*Requirements*:
• a. Quote the passage on cache-oblivious array operations from "function recursiveAdd(a, b)" to "cols), b.lo(0, cols))".
• b. Extend the passage on cache-oblivious array operations in JavaScript, picking up after its final sentence.

*Document excerpt*:
These properties make the cache oblivious model the gold standard for analyzing high performance algorithms, and it should always be our goal to design data structures and algorithms that scale in this model. However, to achieve these benefits we need to do a bit more work up front when we are designing our algorithms.

For array operations, a simple way to do this is to adapt Prokop’s cache oblivious matrix transpose algorithm (see the above thesis for details). The way it works is that we keep recursively splitting our multidimensional arrays in half along the largest axis until finally we are left with blocks of unit size. In psuedo-JavaScript using ndarrays, it would look like this:

function recursiveAdd(a, b) {
  var rows = a.shape[0]
    , cols = a.shape[1]
  if(rows === 1 && cols === 1) {
    a.data[a.offset] += b.data[b.offset]
  } else if(rows > cols) {
    rows >>>= 1
    recursiveAdd(a.hi(rows, cols), b.hi(rows, cols))
    recursiveAdd(a.lo(rows, 0), b.lo(rows, 0))
  } else {
    cols >>>= 1
    recursiveAdd(a.hi(rows, cols), b.hi(rows, cols))
    recursiveAdd(a.lo(0, cols), b.lo(0, cols))
  }
}

The above code also works regardless of the stride and always uses an optimal $O(1+\frac{\text{shape}[0]\text{shape}[1]}{B})$ block memory transfers if the cache is at least $M \geq B^2$ . It is also pretty easy to generalize this idea to multiple arrays with higher dimensions, which again performs optimally assuming that $M \geq n B^d$ where n is the number of arguments and d is the dimension of the arrays.

Array operations for JavaScript

The above cache oblivious algorithm is clearly what we want to implement, but the code in the previous listing is just a sketch and if implemented naively is not likely to be very fast (at least in JavaScript). There are quite a few important JS-specific micro-optimizations that we ought to apply before seriously implementing cache-oblivious array operations:

Slicing the arrays creates a small amount of garbage at each level of recursion, and so we should probably flatten out the objects and keep track of their structures as arguments incrementally to avoid unnecessary memory allocation.

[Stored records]
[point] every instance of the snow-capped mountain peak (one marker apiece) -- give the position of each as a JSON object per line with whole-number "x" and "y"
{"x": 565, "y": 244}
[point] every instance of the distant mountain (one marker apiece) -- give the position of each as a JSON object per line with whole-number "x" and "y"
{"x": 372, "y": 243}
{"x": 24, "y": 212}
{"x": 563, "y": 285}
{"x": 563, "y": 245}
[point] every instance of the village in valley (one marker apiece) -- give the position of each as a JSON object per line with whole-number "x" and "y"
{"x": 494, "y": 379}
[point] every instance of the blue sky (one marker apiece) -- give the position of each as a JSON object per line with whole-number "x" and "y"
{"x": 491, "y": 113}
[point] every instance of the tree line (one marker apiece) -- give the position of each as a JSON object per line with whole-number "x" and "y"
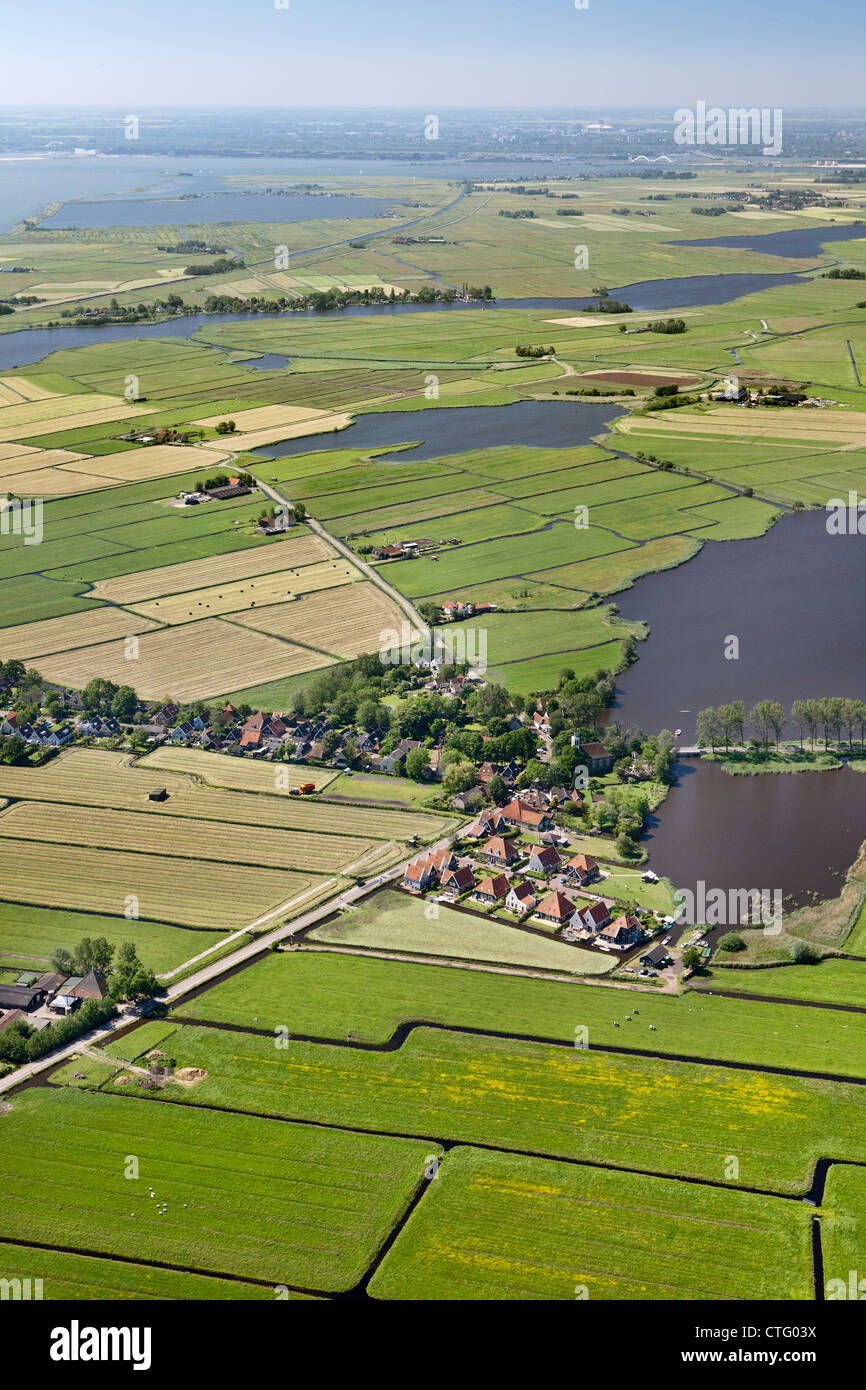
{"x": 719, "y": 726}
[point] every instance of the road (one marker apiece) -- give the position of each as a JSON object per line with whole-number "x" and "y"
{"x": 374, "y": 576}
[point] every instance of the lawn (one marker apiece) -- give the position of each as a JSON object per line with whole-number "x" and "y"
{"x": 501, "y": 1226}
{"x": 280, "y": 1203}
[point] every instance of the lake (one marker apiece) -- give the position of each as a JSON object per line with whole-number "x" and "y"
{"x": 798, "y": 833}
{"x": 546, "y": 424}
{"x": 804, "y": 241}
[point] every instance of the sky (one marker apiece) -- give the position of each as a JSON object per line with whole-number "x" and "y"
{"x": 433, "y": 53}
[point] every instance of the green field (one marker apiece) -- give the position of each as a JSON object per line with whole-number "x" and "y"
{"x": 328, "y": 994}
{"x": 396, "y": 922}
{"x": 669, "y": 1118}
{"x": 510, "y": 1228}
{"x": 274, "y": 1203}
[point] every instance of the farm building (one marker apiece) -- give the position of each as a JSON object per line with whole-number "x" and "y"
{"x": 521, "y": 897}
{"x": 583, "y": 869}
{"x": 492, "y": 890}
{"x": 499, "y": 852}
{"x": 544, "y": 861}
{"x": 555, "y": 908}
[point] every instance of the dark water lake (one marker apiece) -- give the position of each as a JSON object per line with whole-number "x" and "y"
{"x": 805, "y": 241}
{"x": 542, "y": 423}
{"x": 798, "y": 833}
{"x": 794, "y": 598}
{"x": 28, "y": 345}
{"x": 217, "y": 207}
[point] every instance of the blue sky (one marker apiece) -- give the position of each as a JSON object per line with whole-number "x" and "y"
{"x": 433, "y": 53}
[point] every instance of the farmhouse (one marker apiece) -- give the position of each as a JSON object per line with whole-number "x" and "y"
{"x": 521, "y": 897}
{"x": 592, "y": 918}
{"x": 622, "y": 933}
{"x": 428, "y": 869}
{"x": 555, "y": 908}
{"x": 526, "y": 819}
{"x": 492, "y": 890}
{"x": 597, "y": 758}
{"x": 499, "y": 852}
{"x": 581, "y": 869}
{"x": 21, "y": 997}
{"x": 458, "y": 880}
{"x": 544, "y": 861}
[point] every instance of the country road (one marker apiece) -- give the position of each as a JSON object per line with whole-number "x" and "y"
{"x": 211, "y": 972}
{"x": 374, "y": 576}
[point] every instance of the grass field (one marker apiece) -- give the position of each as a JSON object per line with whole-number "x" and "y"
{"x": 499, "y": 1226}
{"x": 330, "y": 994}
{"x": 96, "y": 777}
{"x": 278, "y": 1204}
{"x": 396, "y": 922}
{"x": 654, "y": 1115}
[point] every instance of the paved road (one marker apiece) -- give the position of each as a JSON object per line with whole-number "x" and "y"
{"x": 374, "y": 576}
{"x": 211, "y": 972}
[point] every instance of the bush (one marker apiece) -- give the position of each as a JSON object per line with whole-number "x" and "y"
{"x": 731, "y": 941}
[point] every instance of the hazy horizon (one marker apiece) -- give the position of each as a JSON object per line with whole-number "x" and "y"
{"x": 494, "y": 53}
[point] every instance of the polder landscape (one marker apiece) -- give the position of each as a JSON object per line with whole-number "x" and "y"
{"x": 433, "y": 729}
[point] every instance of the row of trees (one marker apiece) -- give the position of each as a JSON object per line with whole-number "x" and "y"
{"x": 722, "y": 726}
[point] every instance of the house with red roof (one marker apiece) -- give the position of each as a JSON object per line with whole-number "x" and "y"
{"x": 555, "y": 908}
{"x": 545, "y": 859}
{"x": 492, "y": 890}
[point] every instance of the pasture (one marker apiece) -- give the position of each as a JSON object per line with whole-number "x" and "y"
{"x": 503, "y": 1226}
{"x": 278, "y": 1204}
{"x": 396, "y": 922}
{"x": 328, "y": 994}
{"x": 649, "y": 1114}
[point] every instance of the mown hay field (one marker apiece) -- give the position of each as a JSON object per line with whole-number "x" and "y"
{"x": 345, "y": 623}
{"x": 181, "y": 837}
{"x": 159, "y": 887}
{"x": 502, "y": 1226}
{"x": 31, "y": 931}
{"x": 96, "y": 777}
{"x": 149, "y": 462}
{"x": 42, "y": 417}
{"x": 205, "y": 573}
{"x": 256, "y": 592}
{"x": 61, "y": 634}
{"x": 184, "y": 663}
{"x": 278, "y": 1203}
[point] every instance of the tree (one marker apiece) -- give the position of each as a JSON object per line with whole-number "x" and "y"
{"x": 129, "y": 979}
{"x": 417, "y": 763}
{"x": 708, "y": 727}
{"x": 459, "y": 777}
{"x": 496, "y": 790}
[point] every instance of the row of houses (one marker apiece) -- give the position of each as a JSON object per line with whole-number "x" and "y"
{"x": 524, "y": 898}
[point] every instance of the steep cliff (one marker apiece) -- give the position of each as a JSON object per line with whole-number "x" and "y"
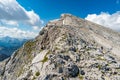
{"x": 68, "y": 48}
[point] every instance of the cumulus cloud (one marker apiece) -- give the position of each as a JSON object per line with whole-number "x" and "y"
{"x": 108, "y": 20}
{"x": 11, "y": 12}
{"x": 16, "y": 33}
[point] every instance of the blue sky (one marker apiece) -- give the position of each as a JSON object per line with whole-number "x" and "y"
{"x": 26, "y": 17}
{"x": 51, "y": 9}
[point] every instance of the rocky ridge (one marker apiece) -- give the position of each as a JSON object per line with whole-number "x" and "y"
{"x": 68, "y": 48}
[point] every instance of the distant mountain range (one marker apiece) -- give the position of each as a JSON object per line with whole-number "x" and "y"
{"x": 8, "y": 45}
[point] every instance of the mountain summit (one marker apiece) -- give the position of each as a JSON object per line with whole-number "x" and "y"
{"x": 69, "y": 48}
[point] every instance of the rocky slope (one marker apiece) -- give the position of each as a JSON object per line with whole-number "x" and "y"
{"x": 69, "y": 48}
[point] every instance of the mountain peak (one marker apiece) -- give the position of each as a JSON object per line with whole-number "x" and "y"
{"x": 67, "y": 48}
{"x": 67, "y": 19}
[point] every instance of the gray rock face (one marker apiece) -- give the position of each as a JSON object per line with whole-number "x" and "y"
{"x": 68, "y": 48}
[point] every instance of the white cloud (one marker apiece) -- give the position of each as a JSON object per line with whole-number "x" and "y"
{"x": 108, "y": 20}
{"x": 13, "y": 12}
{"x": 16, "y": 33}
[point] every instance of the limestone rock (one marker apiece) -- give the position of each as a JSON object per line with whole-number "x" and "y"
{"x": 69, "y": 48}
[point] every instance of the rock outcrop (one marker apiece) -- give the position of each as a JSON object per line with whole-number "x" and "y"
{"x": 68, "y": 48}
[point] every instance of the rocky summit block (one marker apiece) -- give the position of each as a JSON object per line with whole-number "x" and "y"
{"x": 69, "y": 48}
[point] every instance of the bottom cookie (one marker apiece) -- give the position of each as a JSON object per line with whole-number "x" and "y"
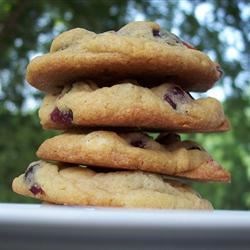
...
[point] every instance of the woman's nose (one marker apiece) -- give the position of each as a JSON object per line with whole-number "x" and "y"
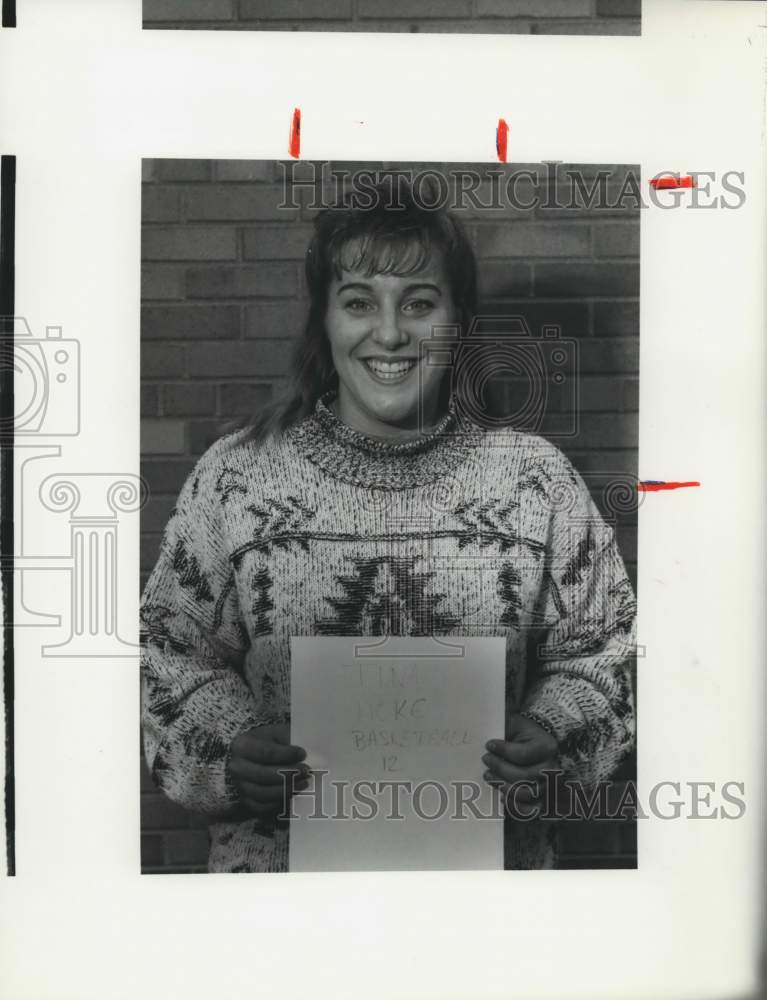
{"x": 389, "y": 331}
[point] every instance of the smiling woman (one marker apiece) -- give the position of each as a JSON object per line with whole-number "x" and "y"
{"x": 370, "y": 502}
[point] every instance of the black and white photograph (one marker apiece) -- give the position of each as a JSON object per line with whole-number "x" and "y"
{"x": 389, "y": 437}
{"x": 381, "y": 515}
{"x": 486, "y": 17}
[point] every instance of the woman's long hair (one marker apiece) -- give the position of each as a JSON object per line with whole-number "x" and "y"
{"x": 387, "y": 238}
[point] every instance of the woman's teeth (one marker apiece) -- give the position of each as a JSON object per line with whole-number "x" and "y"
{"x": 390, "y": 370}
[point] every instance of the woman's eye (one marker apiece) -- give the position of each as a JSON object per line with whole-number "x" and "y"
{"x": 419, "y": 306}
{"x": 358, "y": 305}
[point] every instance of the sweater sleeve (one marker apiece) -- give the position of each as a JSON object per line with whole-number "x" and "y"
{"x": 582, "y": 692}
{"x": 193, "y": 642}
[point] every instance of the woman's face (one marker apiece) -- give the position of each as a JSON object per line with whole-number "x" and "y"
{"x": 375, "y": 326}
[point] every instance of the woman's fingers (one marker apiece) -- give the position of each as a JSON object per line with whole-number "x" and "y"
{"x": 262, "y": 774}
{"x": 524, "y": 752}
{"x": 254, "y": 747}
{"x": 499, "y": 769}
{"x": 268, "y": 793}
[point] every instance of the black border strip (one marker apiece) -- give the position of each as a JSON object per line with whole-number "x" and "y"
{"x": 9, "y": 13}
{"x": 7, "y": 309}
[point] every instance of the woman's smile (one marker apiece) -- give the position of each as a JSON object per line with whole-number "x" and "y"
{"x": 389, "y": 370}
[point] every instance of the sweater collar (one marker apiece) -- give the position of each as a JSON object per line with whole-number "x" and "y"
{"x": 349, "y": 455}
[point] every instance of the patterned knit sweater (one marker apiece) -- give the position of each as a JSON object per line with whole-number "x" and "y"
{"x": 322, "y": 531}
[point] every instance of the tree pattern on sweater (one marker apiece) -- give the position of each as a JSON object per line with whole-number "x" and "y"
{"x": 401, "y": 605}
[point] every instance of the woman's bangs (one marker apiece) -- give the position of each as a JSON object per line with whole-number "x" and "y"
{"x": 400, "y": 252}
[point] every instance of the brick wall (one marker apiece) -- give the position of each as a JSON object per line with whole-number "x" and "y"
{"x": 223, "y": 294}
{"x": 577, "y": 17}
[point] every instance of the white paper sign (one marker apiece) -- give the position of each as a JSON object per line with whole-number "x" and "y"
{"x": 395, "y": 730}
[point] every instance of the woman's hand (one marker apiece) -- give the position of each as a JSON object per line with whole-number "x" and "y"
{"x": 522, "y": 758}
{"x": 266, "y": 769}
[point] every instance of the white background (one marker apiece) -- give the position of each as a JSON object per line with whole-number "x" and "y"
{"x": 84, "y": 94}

*Responses*:
• a.
function recursiveAdd(a, b) {
  var rows = a.shape[0]
    , cols = a.shape[1]
  if(rows === 1 && cols === 1) {
    a.data[a.offset] += b.data[b.offset]
  } else if(rows > cols) {
    rows >>>= 1
    recursiveAdd(a.hi(rows, cols), b.hi(rows, cols))
    recursiveAdd(a.lo(rows, 0), b.lo(rows, 0))
  } else {
    cols >>>= 1
    recursiveAdd(a.hi(rows, cols), b.hi(rows, cols))
    recursiveAdd(a.lo(0, cols), b.lo(0, cols))

• b.
Using a recursive function call is much slower than manually using a stack to keep track of previous calls,.
Similarly, we should use the pointer tricks from the simple algorithm to speed up array indexing.
Also if the strides match, we should use the direct pointer arithmetic version as it has lower overhead
For small array sizes the overhead of recursion is much larger than the savings due to cache improvements, and so we would want to terminate the subdivision sometime before getting all the way down to unit arrays. (This is not related to the size of the cache blocks since it is a function of the amount of CPU overhead, not memory bandwidth).

Code!

All of these issues can be pretty tricky to get right, and so it makes sense to try to push all of this complexity into a library. This is what the cwise library does, and you can get it here:

https://github.com/mikolalysenko/cwise

That library should work in any JavaScript environment that supports typed arrays, including most current browsers (IE 9+, Firefox, Chrome and Safari). If you want to try it out in your own projects, you can install it via npm or use browserify (or some similar tool) to stick it in your web page.

Macros and dynamic code generation

The basic idea behind cwise is similar to libraries like FFTW which dynamically generate tuned code based on their inputs (though because it is much easier to do dynamic code generation in JavaScript the interface for cwise is a bit simpler). The way it works is that it lazily compiles optimized scans for array operations based on the shape and stride of the input arguments. You can specify the component-wise operations for cwise using ordinary JavaScript which gets parsed and compiled using esprima/falafel at run time. This is only done the first time you execute a cwise function, all subsequent calls reuse the same optimized script.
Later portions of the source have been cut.